The data START
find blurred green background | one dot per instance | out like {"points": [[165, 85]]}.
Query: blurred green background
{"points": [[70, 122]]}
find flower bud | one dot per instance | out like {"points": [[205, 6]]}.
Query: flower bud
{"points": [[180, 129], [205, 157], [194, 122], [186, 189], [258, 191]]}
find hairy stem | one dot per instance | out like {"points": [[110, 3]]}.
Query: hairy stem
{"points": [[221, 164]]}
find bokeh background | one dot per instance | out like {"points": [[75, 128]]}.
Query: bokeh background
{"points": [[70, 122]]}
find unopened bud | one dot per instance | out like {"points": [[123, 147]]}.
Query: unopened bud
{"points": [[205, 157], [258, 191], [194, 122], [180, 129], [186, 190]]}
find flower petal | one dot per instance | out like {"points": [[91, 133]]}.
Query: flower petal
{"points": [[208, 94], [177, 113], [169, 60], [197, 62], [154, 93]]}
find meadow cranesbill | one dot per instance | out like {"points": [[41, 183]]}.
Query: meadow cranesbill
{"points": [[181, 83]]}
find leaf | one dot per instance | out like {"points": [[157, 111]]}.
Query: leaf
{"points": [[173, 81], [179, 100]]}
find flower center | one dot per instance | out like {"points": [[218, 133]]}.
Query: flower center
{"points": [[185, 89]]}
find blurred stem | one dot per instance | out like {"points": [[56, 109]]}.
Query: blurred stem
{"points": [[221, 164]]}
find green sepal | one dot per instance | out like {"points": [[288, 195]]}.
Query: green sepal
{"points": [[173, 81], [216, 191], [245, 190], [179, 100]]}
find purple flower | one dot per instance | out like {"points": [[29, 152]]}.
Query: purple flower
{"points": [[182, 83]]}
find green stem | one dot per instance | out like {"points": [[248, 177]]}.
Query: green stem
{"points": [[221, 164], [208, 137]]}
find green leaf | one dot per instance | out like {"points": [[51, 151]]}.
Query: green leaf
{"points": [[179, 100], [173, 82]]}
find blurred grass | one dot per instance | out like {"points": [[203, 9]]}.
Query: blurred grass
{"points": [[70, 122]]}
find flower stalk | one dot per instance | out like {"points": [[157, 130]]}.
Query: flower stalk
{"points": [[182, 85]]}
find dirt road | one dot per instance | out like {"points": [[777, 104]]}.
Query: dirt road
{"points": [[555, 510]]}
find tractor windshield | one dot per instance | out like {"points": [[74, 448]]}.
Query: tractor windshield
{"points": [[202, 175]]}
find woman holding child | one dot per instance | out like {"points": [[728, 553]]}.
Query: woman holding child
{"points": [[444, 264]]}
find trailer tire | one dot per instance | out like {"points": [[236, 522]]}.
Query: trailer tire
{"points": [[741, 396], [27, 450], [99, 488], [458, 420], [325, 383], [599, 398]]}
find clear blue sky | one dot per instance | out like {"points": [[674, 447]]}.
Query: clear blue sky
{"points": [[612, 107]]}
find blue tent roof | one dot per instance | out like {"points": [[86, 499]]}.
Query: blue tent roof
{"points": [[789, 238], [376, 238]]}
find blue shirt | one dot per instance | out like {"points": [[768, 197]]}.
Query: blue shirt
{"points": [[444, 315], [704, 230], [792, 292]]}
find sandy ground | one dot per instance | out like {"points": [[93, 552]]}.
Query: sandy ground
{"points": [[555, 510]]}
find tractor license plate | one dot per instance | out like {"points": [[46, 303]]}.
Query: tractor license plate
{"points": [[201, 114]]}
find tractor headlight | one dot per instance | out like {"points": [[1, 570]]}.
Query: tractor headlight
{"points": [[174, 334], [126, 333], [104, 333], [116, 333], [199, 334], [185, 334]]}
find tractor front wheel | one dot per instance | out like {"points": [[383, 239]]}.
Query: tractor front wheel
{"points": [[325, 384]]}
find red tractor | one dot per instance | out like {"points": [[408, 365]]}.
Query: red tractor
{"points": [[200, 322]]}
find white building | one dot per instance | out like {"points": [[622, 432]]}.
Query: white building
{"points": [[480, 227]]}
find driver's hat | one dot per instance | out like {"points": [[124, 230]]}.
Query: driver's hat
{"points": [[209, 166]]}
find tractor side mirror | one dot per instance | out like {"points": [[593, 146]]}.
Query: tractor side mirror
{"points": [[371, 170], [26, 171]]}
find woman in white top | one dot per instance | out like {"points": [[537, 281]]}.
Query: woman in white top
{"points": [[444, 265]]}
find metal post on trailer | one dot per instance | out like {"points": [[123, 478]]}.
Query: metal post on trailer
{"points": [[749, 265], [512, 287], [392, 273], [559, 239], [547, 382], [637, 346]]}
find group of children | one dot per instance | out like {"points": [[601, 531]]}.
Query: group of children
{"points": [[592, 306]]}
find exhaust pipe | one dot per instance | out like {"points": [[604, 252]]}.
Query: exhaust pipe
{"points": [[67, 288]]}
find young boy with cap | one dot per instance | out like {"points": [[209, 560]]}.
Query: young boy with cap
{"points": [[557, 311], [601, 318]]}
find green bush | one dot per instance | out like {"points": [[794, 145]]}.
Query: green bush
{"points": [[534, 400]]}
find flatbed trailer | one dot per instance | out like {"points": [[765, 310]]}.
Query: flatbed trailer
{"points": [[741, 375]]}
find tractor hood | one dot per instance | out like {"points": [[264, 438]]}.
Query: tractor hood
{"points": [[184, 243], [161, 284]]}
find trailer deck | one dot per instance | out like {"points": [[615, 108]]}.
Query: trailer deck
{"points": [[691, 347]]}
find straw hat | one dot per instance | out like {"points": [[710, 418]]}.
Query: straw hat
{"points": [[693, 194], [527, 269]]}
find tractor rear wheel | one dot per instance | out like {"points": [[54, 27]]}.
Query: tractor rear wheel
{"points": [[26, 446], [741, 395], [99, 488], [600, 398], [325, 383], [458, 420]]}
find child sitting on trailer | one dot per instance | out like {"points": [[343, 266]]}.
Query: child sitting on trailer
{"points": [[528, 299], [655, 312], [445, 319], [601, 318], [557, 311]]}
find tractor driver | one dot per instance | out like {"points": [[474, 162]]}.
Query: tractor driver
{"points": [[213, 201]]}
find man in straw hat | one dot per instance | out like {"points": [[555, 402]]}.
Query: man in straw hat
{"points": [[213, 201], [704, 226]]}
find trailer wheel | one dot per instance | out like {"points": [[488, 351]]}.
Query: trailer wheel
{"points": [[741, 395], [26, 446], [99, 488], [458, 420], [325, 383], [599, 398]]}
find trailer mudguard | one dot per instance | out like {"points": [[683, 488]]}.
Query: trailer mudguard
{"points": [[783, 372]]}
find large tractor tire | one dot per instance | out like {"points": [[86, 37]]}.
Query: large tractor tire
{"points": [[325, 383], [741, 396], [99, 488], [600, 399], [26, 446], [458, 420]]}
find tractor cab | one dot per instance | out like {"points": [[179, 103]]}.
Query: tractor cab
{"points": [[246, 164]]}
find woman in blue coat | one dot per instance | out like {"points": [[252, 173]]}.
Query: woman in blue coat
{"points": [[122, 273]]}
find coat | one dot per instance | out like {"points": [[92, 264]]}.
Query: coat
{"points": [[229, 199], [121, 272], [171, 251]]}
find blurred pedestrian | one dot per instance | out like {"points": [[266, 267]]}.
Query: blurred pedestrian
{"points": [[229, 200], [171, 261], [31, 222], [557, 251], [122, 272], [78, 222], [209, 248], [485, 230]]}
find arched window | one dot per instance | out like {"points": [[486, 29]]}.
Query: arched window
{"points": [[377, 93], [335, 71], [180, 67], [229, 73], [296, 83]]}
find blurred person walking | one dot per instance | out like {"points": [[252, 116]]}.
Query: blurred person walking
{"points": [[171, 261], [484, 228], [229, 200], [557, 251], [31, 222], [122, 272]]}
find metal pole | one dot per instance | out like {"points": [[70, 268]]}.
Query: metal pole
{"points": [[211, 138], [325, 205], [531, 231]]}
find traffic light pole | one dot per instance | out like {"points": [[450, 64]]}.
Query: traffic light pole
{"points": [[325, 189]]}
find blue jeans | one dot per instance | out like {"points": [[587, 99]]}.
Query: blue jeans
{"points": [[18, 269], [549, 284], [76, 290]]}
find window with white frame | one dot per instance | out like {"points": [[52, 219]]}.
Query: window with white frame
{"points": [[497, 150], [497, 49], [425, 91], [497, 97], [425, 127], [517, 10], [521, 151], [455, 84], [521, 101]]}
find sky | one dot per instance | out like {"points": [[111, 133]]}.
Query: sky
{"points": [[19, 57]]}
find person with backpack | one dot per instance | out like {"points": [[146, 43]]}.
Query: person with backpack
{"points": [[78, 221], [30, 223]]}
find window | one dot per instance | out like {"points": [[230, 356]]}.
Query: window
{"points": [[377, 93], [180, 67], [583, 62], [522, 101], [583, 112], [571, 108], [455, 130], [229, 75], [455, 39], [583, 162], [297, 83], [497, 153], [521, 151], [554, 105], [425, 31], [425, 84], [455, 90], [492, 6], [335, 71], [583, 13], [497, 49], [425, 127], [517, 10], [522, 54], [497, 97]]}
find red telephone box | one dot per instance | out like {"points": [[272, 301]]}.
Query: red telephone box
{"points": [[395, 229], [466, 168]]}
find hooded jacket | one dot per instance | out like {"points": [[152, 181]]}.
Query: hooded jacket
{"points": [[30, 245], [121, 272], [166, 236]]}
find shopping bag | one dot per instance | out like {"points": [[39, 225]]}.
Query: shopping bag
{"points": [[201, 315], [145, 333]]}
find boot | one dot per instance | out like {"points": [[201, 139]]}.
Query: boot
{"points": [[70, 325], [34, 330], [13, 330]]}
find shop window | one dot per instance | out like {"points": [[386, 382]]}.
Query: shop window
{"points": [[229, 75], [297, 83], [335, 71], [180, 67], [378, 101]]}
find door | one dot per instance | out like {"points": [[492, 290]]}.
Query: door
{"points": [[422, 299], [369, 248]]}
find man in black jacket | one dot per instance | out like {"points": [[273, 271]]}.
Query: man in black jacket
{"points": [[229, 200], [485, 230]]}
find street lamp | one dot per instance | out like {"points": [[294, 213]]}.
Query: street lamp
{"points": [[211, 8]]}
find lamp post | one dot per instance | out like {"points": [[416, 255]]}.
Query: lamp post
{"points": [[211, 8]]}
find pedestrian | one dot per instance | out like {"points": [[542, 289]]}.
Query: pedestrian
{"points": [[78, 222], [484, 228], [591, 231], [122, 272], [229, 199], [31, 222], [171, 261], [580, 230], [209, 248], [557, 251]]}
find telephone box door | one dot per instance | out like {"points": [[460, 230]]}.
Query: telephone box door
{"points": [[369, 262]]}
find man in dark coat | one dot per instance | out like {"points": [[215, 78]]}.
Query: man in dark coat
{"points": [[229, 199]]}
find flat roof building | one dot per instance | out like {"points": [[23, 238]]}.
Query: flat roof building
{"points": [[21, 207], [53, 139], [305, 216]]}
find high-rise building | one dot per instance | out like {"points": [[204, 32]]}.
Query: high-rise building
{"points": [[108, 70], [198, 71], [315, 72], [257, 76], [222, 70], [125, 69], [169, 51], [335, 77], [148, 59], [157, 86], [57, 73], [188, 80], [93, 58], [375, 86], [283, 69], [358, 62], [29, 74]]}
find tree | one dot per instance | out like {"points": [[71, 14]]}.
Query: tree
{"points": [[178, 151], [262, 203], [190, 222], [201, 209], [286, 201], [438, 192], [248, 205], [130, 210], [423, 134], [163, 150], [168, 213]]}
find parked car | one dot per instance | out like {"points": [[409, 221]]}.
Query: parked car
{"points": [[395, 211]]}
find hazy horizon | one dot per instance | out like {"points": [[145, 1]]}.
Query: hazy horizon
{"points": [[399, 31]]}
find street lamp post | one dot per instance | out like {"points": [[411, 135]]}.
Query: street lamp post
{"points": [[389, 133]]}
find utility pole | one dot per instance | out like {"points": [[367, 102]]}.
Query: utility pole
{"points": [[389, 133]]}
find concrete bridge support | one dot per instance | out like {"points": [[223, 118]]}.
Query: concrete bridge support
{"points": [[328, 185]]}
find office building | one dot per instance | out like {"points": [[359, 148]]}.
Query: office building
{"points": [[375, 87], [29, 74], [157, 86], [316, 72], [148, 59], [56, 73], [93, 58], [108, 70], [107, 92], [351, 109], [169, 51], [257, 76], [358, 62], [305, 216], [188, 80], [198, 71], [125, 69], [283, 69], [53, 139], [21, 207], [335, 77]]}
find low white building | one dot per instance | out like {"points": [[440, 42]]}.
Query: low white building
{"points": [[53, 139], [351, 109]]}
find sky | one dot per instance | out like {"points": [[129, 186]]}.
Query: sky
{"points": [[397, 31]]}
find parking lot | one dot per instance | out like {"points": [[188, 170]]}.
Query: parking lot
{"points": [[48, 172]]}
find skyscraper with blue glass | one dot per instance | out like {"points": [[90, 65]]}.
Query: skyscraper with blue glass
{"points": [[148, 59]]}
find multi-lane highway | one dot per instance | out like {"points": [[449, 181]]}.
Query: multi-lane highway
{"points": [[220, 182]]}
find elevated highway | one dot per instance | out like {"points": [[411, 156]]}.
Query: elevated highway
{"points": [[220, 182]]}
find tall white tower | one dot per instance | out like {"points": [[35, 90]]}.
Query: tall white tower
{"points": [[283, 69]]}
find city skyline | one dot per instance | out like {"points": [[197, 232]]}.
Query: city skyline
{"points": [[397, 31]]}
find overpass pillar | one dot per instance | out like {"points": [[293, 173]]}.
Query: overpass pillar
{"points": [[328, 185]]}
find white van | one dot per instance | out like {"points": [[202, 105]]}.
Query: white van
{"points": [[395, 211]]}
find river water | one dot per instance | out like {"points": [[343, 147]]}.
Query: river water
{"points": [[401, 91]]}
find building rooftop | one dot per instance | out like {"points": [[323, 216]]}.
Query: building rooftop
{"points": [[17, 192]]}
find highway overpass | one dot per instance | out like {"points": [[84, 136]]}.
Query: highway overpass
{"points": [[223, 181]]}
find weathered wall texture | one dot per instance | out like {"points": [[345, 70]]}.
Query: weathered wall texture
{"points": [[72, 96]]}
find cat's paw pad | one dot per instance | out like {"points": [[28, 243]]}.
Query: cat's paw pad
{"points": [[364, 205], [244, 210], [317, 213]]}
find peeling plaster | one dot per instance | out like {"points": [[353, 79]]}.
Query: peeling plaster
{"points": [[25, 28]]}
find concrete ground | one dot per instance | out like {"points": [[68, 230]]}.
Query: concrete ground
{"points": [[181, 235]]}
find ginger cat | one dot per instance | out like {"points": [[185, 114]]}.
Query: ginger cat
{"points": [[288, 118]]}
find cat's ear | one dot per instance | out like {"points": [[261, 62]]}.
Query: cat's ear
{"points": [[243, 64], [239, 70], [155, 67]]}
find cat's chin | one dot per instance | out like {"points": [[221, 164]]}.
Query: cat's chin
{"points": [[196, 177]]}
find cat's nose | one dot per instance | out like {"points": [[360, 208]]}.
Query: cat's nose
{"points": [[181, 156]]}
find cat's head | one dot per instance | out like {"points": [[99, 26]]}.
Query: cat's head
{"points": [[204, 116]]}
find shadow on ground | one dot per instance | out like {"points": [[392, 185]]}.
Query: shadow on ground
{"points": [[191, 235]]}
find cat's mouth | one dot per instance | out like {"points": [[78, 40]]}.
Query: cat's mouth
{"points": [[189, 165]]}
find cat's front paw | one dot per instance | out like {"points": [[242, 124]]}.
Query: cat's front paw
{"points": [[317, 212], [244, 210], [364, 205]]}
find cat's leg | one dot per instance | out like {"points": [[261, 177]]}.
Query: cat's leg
The data END
Work order: Look above for the line that contains "find young boy". Starting there, transcribe every line exactly until you have copied the line that contains "find straw hat".

Answer box:
find young boy with cap | one dot per instance | out like {"points": [[209, 560]]}.
Query: young boy with cap
{"points": [[557, 311], [601, 318]]}
find green bush | one dot per instance | out like {"points": [[794, 145]]}.
Query: green bush
{"points": [[534, 400]]}
find flatbed trailer | one dot per instance | out like {"points": [[765, 310]]}.
Query: flatbed trailer
{"points": [[741, 375]]}
find tractor hood | one dot per instance | out like {"points": [[264, 438]]}.
Query: tractor hood
{"points": [[184, 243], [161, 284]]}
find trailer deck | one dot per instance | out like {"points": [[615, 108]]}.
Query: trailer deck
{"points": [[691, 347]]}
find straw hat | one dot per instance | out like {"points": [[710, 418]]}.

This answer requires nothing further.